--- START RECORD SET ---
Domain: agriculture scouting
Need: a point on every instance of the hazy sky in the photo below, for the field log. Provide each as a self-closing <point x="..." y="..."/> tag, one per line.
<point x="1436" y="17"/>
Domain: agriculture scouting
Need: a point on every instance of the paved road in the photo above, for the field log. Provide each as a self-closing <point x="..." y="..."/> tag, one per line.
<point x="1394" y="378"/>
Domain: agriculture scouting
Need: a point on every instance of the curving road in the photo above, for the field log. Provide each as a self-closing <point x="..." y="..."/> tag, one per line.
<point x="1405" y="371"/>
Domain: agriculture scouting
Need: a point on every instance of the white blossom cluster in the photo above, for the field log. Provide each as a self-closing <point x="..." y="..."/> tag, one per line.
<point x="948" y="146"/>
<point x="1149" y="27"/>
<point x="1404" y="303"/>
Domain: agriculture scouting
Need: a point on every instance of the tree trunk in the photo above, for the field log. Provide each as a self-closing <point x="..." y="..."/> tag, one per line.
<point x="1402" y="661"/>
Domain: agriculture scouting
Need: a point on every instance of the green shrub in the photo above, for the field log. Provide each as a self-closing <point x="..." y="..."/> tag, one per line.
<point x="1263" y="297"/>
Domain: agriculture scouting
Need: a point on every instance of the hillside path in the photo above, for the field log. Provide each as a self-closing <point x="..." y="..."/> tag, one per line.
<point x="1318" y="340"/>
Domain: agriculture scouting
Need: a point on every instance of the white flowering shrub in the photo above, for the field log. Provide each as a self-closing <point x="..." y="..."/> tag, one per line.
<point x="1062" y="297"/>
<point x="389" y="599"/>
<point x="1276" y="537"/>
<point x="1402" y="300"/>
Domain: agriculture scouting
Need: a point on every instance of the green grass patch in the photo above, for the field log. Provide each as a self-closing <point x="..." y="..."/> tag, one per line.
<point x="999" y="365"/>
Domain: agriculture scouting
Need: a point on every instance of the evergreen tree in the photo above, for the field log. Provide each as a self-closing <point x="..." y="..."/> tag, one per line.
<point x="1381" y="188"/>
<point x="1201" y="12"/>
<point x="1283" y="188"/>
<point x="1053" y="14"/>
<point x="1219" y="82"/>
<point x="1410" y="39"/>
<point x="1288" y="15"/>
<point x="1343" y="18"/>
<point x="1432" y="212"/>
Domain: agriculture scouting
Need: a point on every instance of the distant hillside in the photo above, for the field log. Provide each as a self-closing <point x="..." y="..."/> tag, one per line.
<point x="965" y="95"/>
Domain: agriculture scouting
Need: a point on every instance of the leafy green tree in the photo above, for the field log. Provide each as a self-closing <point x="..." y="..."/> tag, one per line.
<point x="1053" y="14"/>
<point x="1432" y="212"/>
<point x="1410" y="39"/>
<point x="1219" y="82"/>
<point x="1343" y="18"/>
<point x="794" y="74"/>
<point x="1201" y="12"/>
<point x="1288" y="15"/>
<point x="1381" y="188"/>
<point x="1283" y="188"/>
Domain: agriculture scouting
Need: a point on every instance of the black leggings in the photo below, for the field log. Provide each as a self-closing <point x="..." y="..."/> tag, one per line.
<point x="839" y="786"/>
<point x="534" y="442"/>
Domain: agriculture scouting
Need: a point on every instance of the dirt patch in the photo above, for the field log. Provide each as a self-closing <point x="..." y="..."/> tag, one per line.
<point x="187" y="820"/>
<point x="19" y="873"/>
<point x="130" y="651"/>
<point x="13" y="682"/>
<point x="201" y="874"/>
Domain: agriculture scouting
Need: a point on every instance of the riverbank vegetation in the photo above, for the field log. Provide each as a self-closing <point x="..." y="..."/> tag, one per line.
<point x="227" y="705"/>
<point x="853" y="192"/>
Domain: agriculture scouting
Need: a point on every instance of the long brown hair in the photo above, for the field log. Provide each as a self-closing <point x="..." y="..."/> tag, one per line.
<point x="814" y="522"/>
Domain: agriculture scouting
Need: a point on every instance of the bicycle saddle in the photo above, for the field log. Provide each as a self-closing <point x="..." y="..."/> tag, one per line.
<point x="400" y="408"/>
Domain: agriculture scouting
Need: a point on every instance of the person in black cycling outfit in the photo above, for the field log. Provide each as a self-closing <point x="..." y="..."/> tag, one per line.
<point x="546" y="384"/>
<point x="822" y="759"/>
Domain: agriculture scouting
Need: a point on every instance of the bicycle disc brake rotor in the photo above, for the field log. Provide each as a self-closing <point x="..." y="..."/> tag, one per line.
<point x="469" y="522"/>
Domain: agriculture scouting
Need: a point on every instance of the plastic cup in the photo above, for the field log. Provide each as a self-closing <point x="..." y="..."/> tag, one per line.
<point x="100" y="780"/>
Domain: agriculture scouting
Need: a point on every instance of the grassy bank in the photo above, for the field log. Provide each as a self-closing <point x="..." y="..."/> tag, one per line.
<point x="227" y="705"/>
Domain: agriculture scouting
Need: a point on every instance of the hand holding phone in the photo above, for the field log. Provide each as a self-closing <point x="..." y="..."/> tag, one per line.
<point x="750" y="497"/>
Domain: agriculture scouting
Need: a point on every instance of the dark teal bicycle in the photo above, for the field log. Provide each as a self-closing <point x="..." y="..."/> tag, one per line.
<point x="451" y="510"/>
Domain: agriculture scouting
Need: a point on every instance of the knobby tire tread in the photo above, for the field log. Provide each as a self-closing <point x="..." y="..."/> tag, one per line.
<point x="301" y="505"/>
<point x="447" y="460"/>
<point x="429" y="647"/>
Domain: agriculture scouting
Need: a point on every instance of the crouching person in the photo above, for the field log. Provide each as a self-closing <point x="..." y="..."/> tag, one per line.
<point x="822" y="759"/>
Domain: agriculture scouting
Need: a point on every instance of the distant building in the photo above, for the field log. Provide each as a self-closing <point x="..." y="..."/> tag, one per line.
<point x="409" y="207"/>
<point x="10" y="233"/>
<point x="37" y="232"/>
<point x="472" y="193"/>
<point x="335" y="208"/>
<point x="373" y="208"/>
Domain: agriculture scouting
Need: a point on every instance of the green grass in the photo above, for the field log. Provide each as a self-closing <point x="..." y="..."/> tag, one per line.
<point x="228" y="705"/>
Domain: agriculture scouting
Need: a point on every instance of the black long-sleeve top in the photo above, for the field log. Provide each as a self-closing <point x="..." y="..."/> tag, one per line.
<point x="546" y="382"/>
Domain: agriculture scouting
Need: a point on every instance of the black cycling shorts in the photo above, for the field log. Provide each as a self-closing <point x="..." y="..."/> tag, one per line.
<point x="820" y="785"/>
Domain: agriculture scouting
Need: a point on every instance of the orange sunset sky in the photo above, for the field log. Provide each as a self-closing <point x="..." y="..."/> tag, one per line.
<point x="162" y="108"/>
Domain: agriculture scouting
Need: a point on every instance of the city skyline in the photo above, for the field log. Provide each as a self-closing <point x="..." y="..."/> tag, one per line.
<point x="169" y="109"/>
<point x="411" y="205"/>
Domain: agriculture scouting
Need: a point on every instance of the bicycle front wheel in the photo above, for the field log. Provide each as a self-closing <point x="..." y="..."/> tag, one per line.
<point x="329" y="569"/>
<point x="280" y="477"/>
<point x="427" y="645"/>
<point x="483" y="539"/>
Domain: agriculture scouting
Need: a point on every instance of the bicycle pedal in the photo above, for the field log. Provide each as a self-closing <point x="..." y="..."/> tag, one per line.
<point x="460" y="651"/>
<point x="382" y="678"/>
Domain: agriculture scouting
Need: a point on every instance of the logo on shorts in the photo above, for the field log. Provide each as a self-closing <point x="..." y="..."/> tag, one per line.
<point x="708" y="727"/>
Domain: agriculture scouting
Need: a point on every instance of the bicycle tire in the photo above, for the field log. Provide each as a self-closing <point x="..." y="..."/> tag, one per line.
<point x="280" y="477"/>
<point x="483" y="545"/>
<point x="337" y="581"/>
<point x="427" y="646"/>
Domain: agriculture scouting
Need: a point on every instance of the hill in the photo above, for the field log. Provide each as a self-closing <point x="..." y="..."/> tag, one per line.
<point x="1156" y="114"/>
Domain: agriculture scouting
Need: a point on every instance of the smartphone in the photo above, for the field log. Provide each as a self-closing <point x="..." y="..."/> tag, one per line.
--- END RECORD SET ---
PROMPT:
How many lines of the items above contain the string "patch"? Reply with the number alone.

EXERCISE OUTPUT:
2